--- INPUT DATA ---
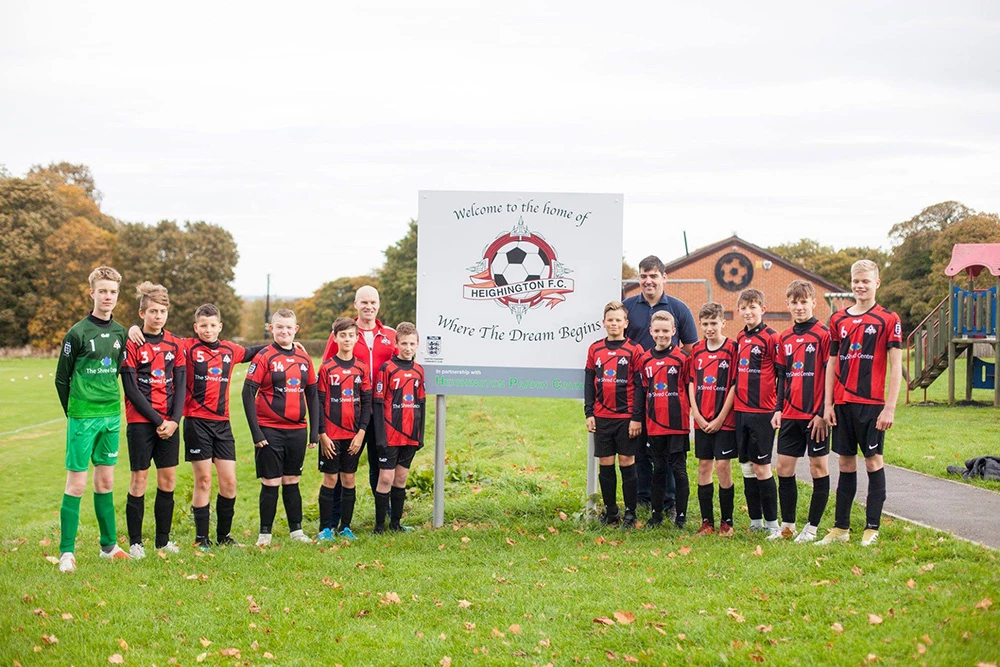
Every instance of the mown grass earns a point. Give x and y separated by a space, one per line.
---
--- INPUT DATA ---
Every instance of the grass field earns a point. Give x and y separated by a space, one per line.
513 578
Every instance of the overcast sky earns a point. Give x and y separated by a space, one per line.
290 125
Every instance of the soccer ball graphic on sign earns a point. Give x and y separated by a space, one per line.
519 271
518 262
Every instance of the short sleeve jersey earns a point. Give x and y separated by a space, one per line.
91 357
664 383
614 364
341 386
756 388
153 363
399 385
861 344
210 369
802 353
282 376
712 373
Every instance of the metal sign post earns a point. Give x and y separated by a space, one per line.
---
--- INPUT DATA ---
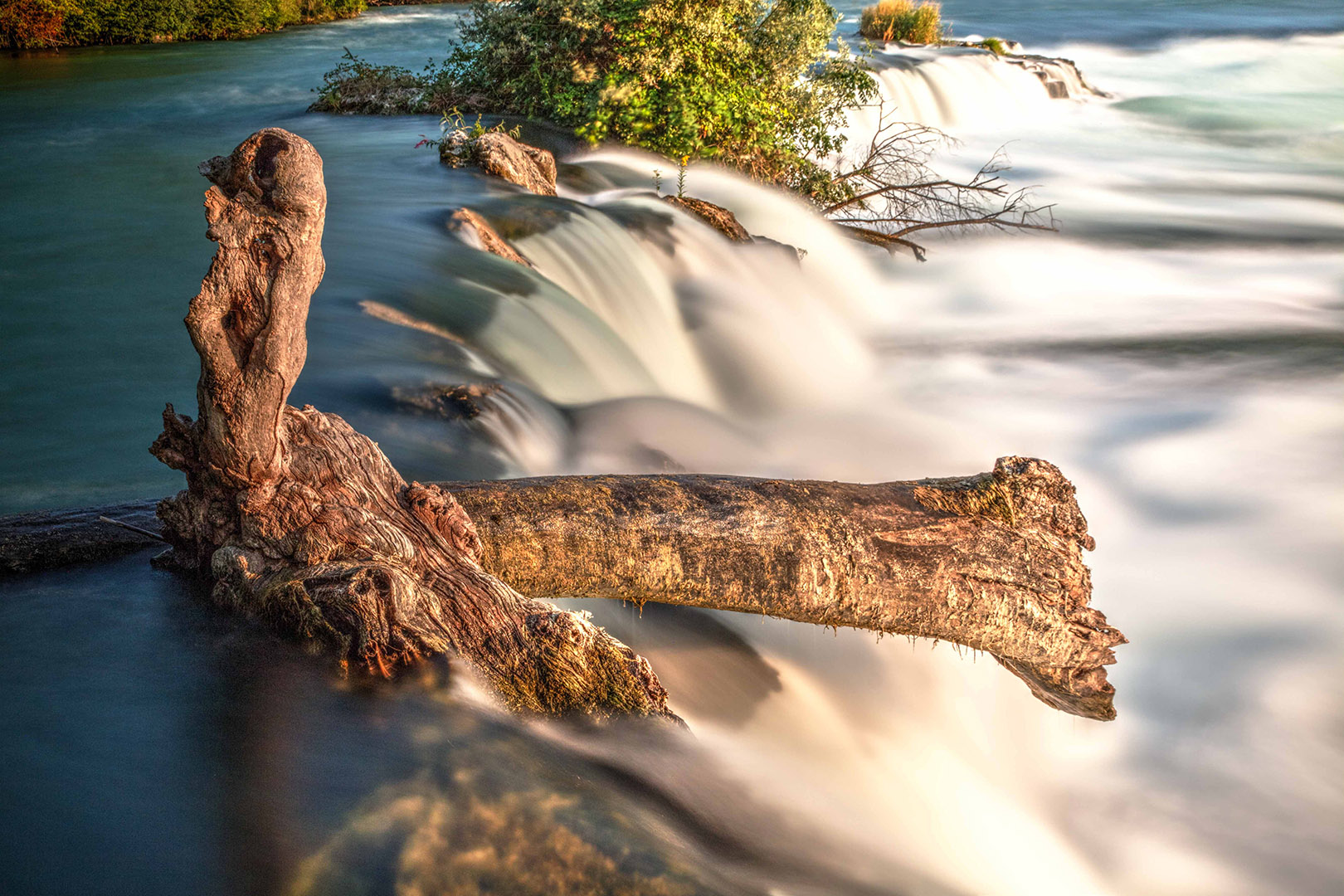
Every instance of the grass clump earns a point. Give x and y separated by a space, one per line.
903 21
---
## WORK INSTRUCTIONS
Reproduce exactly the lines above from the line with "Every instance of the overcast" to the line with "Every instance of the metal", including both, and add nothing.

## RESULT OF THIS TASK
Every instance of the overcast sky earns a point. Give x and y separated by a space, one per line.
290 125
Every instance of the soccer ball graphic on sign earns a point. Give x and y separated by a space, one per line.
519 271
518 262
Every instance of the short sleeve jersey earns a point. Give x and y separated by a space, one per line.
91 357
664 383
614 364
341 386
756 388
153 363
399 385
861 344
210 369
802 353
282 376
712 373
Every instance of the metal sign post earns a point. Give x and y separated by a space, one per line.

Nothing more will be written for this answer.